Excerpted passage -

________________

Lyft
Credit: REUTERS/Lucas Jackson

Uber and Lyft are up to their old tricks in opposing increased wage rates for their drivers.

Mayor Jacob Frey inappropriately buckled to pressure in vetoing the proposal to boost their pay and provide other benefits that was approved a couple of weeks ago by the Minneapolis City Council. It was a disappointing and disturbing blow to working people shortly before the Labor Day weekend.

The two major ride-share companies successfully beseeched the mayor to veto the measure, which passed by a narrow 7-5 vote. While they advanced some reasonable objections to the proposed hike, including the inevitability of increased pricing and negative impact it may impose on poor people and the disabled, among other grounds, the main weapon in their arsenal of opposition was the threat to curtail or withdraw all together from providing services in the city unless the mayor would do to the ordinance what Gov. Tim Walz did to a similar statewide bill this spring — veto the measure, which probably lacks the sufficient nine  supporting votes to override the mayor’s  objection.

While the council’s wage hike raises  some legitimate concerns, the mayor’s veto, like the earlier one by the governor are misguided in overlooking the disturbing tactics used by the ride-share companies in achieving those rejections, setting dangerous precedents for future legislative efforts locally and statewide to curb excessive corporate behavior.

________________

What you need to do -
(a) In the editorial, by what vote did the Minneapolis City Council pass the measure?
(b) For each statement, say whether the editorial agrees with it. Answer yes or no, quoting the deciding words. (i) Mayor Jacob Frey vetoed the proposal. (ii) Gov. Tim Walz signed a similar statewide bill this spring. (iii) Overriding the mayor's objection takes nine supporting votes.
(c) Rewrite the editorial from "The two major" to "the mayor’s  objection.", switching "arsenal" to "toolkit".
The listing that follows has no connection to the editorial.

________________

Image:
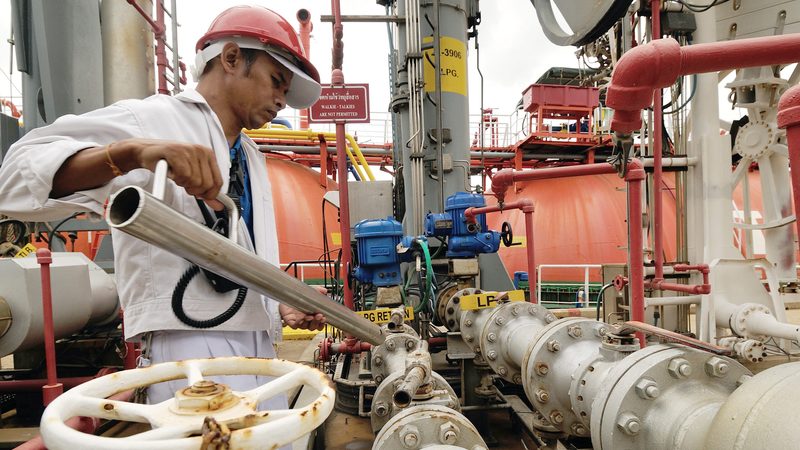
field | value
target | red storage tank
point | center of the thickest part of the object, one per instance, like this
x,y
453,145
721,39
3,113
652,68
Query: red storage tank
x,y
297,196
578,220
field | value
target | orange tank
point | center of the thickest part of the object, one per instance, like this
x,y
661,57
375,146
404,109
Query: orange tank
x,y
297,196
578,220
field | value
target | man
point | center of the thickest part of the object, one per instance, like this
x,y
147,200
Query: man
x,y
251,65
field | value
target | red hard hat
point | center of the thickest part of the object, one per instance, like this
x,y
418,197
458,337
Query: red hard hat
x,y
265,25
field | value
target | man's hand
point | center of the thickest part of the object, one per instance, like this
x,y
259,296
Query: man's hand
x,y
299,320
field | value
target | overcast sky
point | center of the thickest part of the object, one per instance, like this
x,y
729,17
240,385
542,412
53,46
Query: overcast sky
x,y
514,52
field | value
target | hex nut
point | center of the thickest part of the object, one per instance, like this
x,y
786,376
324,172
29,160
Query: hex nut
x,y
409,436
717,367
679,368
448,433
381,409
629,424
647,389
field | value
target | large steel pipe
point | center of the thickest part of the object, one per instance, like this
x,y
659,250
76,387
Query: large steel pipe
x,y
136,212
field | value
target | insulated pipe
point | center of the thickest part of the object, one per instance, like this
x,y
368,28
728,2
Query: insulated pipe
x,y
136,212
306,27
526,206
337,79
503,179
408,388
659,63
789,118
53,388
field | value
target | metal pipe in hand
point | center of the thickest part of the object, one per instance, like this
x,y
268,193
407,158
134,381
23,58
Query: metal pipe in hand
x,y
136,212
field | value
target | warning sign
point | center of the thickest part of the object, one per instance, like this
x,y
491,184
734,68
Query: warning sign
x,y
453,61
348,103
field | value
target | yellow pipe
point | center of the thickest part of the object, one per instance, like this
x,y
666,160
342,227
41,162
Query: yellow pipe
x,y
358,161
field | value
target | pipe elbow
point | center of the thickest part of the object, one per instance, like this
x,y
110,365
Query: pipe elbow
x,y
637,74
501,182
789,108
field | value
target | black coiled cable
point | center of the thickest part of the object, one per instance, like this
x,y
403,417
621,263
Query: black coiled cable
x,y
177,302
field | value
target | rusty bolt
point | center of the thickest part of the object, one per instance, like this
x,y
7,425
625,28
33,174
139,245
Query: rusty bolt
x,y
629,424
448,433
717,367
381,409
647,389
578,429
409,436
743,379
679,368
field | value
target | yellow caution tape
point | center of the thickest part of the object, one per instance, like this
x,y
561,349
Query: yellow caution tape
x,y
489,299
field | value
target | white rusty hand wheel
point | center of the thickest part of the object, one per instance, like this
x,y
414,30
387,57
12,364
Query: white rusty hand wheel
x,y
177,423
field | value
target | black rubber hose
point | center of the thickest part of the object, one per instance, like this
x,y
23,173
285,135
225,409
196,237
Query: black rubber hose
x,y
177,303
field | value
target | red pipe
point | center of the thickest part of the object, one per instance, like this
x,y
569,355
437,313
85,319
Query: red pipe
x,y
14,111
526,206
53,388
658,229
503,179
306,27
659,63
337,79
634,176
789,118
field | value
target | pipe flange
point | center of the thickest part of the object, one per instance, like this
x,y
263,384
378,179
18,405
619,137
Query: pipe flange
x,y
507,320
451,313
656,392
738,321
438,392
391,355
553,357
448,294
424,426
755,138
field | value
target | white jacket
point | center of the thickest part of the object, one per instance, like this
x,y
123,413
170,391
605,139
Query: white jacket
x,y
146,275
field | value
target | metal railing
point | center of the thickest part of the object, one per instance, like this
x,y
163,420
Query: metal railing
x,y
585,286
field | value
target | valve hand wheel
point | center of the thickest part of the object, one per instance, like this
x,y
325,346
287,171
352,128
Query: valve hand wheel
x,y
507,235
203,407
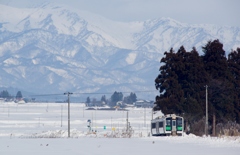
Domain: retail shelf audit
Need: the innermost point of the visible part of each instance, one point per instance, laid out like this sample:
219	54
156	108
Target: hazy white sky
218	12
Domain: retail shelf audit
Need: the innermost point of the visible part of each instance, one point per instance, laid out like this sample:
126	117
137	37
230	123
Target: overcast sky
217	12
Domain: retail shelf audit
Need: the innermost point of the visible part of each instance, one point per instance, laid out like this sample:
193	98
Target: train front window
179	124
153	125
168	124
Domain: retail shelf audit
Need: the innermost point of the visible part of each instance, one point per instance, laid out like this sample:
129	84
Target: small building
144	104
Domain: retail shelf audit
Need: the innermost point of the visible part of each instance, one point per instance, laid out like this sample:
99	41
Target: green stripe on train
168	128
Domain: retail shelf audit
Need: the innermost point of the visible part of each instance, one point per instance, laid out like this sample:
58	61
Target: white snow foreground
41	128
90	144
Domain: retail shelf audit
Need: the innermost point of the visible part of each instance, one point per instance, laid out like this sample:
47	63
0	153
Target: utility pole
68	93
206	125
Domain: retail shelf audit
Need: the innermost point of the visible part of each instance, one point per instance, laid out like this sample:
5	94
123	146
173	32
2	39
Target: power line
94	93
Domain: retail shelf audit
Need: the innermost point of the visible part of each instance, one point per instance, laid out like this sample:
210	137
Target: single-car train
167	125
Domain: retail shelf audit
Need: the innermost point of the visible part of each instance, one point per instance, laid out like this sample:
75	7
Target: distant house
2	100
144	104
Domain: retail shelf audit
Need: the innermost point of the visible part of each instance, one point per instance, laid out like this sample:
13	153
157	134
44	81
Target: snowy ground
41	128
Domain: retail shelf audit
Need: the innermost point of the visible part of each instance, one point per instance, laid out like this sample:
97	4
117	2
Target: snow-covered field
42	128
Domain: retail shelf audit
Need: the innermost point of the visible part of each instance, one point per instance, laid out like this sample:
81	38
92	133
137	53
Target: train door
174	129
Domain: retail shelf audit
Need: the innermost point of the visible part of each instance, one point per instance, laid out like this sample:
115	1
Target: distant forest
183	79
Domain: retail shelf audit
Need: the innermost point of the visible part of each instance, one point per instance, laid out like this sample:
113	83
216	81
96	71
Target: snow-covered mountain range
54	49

________________

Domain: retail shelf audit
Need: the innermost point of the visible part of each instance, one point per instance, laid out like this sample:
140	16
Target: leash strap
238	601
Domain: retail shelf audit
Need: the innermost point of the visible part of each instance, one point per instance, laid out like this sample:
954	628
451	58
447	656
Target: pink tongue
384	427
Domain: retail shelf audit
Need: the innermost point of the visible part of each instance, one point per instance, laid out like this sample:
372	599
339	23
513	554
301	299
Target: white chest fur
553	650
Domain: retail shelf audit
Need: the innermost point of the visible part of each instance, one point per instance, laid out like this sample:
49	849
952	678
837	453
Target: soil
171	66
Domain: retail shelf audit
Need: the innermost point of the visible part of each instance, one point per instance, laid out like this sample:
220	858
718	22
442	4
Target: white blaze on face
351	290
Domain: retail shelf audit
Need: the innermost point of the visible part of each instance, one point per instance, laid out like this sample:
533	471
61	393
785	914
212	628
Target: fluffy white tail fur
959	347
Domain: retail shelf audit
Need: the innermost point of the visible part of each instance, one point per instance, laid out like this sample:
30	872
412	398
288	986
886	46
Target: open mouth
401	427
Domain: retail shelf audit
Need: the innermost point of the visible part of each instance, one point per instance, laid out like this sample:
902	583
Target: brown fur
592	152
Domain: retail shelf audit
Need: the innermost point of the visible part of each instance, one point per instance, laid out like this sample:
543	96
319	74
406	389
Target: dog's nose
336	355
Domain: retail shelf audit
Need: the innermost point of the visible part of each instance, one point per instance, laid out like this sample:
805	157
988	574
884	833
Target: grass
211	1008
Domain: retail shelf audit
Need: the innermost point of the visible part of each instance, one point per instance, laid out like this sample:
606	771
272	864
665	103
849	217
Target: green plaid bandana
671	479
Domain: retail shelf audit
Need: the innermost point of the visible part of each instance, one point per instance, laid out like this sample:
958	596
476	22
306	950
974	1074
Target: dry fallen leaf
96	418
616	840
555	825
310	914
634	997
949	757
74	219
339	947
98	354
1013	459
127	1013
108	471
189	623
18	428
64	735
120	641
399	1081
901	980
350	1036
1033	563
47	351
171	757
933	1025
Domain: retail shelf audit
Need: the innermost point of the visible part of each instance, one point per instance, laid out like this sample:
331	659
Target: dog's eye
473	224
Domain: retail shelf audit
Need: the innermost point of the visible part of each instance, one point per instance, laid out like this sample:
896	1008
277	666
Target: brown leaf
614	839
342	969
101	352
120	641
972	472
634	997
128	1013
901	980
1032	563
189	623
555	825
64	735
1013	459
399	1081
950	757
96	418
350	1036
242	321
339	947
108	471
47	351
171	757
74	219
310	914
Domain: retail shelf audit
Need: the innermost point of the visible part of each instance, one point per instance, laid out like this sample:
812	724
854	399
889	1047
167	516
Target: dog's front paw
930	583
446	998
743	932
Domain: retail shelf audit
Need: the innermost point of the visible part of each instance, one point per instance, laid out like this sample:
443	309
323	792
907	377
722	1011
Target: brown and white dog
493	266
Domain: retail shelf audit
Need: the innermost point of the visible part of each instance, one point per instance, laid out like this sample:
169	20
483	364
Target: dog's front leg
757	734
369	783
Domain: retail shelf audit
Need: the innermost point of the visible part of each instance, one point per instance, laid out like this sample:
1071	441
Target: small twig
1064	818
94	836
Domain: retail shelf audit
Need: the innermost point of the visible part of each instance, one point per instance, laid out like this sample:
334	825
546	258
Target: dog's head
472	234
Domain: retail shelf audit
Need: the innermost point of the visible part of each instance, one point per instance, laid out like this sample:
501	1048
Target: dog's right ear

________________

Solution list -
(a) It passed by a narrow 7-5 vote.

(b)
(i) Yes: "Mayor Jacob Frey inappropriately buckled to pressure in vetoing the proposal"
(ii) No: "what Gov. Tim Walz did to a similar statewide bill this spring — veto the measure"
(iii) Yes: "probably lacks the sufficient nine"

(c)
The two major ride-share companies successfully beseeched the mayor to veto the measure, which passed by a narrow 7-5 vote. While they advanced some reasonable objections to the proposed hike, including the inevitability of increased pricing and negative impact it may impose on poor people and the disabled, among other grounds, the main weapon in their toolkit of opposition was the threat to curtail or withdraw all together from providing services in the city unless the mayor would do to the ordinance what Gov. Tim Walz did to a similar statewide bill this spring — veto the measure, which probably lacks the sufficient nine  supporting votes to override the mayor’s  objection.